> _TO BE DONE_
Return, without any change, the lines of the entries below, starting at the line that contains "Reviewer note: verify one keypoint per instance of the blue" and continuing through the final line of the entries.

> _SUPPLIED INFORMATION_
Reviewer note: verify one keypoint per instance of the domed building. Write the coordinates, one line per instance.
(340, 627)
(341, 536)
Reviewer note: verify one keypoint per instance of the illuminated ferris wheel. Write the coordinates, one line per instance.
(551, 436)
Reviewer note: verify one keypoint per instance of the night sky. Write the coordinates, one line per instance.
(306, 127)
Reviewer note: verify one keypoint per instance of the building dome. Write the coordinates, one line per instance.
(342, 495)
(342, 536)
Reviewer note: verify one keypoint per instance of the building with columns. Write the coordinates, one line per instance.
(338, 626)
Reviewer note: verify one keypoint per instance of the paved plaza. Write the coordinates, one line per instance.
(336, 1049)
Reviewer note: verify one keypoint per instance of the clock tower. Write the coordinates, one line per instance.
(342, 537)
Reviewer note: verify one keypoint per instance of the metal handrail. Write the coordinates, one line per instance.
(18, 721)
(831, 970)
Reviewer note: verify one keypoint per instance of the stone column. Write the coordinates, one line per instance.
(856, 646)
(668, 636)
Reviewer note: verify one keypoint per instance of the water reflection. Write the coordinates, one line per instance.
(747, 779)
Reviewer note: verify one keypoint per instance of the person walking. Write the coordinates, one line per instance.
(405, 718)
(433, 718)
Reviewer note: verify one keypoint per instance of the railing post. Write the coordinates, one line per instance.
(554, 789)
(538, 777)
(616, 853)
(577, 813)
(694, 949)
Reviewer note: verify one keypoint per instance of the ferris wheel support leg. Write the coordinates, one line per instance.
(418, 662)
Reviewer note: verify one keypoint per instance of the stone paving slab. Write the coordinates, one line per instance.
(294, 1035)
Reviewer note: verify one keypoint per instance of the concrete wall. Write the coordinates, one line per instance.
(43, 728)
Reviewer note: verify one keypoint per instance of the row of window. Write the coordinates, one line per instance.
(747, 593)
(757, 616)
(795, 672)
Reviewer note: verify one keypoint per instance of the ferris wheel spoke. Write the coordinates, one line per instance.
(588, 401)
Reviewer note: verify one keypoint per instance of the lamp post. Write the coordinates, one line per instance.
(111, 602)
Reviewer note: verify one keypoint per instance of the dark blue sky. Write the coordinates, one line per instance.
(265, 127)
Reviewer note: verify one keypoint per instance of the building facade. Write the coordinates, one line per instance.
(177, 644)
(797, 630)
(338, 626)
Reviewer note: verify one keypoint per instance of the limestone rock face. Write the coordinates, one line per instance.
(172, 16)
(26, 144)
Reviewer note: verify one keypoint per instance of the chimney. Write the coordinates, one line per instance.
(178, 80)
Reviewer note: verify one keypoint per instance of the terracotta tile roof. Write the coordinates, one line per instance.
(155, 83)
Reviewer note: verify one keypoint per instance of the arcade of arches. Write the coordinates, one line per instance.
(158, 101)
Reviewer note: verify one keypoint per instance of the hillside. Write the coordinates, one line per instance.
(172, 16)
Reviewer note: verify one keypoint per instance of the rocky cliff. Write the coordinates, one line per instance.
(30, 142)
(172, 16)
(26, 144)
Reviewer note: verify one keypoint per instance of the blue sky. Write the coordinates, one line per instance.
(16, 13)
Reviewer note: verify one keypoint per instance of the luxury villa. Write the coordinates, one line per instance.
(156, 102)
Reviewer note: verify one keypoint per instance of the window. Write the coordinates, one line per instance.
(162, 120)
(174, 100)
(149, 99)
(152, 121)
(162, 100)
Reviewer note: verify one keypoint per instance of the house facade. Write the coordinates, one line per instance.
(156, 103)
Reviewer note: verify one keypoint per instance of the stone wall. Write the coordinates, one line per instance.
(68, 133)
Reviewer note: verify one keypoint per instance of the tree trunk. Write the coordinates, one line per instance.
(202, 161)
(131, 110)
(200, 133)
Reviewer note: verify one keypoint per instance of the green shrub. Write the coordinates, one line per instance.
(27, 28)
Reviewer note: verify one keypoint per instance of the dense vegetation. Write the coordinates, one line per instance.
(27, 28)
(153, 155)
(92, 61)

> _EXPECTED OUTPUT_
Reviewer note: verify one keypoint per instance of the blue sky. Write the coordinates, one line per instance.
(16, 13)
Reviewer note: verify one keypoint per instance of the luxury villa. Write the coordinates, one line per instance.
(156, 102)
Reviewer note: verify one keypoint per instance of the window. Write the coordinates, one line per instance.
(162, 120)
(174, 100)
(149, 99)
(152, 121)
(162, 100)
Reviewer note: verify one keypoint per instance of the house facade. Write the coordinates, one line per instance.
(156, 103)
Reviewer note: verify one keypoint per instance of the stone wall. Write the coordinates, one line per instance.
(68, 133)
Reviewer note: verify one keypoint per instance of the tree trunk. Write the coordinates, one line per instance.
(202, 161)
(131, 110)
(200, 133)
Reviewer note: verify one keypoint per instance of the green shrub. Write the coordinates, one line per instance.
(27, 28)
Reviewer note: verify one keypoint per instance of the dense vegetation. Write the coordinates, one line per instance.
(27, 28)
(153, 155)
(92, 61)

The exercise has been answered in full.